▶ **Extracted records**:

════════

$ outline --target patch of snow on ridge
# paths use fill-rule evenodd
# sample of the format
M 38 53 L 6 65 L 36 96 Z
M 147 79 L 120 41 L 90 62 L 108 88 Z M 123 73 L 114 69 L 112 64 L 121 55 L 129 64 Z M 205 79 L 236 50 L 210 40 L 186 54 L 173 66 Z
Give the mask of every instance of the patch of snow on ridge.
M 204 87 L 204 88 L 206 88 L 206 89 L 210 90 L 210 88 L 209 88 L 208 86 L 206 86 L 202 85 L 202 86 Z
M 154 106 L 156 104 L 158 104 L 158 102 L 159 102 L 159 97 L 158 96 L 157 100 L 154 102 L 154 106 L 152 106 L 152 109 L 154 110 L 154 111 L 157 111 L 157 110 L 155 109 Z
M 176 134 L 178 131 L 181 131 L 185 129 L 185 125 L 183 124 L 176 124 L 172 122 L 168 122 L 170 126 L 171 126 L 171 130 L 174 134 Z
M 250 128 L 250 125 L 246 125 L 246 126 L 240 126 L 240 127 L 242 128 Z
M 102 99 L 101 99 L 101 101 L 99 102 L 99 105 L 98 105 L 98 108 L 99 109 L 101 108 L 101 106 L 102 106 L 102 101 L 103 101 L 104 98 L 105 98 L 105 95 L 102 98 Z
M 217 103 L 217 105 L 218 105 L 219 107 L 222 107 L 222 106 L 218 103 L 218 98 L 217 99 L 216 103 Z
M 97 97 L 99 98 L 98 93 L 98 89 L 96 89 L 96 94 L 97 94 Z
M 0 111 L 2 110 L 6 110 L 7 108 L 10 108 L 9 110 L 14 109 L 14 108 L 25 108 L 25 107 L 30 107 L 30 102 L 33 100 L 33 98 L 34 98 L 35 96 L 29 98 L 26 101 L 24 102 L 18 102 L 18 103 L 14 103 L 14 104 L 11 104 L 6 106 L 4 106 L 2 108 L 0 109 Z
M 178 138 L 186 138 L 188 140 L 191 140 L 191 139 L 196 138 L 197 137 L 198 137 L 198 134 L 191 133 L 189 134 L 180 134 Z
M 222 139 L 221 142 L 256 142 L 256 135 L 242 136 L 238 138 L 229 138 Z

════════

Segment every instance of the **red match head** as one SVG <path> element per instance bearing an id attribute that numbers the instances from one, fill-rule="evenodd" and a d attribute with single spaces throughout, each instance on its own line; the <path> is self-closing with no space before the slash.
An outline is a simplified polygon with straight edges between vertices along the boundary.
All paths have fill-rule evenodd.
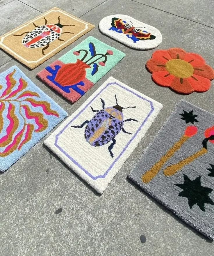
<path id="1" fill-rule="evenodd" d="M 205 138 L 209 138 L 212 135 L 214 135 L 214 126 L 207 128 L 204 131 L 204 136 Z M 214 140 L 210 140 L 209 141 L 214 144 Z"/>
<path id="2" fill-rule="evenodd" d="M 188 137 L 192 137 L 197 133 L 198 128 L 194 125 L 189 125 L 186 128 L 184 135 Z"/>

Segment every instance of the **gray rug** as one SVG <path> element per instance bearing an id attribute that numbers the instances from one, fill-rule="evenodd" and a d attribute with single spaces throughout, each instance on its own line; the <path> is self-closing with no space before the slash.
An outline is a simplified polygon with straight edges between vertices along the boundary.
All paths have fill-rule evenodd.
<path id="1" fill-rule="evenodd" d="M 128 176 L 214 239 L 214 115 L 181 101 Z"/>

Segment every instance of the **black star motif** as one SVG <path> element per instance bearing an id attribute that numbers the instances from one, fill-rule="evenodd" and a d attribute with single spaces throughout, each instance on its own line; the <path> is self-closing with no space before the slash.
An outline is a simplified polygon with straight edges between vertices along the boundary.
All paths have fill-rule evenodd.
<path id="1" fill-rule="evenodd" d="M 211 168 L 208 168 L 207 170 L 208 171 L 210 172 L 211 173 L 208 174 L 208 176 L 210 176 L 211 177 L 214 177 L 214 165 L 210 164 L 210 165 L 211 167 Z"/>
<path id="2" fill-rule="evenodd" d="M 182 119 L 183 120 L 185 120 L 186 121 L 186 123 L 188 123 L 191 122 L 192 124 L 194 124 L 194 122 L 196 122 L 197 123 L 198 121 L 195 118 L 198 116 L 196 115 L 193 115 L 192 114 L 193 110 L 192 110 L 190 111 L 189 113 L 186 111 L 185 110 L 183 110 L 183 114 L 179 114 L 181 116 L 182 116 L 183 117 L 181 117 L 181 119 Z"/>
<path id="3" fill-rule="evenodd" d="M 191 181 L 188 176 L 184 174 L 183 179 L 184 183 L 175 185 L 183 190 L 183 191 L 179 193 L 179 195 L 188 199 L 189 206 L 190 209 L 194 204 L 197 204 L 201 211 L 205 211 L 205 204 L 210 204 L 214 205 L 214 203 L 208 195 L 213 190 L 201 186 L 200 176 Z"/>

════════

▶ **Task objective**: Recast the data between the lines holding "Segment every instance of the **black" and "191 181 L 188", inclusive, as a Markdown table with the columns Row and Line. Number each row and omit blank lines.

▶ **Worked answer**:
| Row | Line |
|---|---|
| 1 | Segment every instance of the **black star motif** as one SVG <path> element per instance bearing an id attribute that numbers the instances from one, fill-rule="evenodd" and a d attribute with single spaces throughout, each instance on its own line; the <path> is self-closing with no space before the slash. |
| 2 | An outline is a simplified polygon with straight edges between vertices along the boundary. |
| 3 | All paths have fill-rule evenodd. |
| 4 | <path id="1" fill-rule="evenodd" d="M 211 168 L 208 168 L 207 170 L 208 171 L 210 172 L 211 173 L 208 174 L 208 176 L 210 176 L 211 177 L 214 177 L 214 165 L 210 164 L 210 165 L 211 167 Z"/> |
| 5 | <path id="2" fill-rule="evenodd" d="M 182 119 L 183 120 L 185 120 L 186 121 L 186 123 L 188 123 L 191 122 L 192 124 L 194 124 L 194 122 L 196 122 L 197 123 L 198 121 L 195 118 L 198 116 L 196 115 L 193 115 L 192 114 L 193 110 L 192 110 L 190 111 L 189 113 L 186 111 L 185 110 L 183 110 L 183 114 L 179 114 L 181 116 L 182 116 L 183 117 L 181 117 L 181 119 Z"/> |
| 6 | <path id="3" fill-rule="evenodd" d="M 191 181 L 188 176 L 184 174 L 183 179 L 184 183 L 175 185 L 183 190 L 183 191 L 179 193 L 179 195 L 188 199 L 189 206 L 190 209 L 194 204 L 197 204 L 201 211 L 205 211 L 205 204 L 210 204 L 214 205 L 214 203 L 208 195 L 213 190 L 201 186 L 200 176 Z"/> |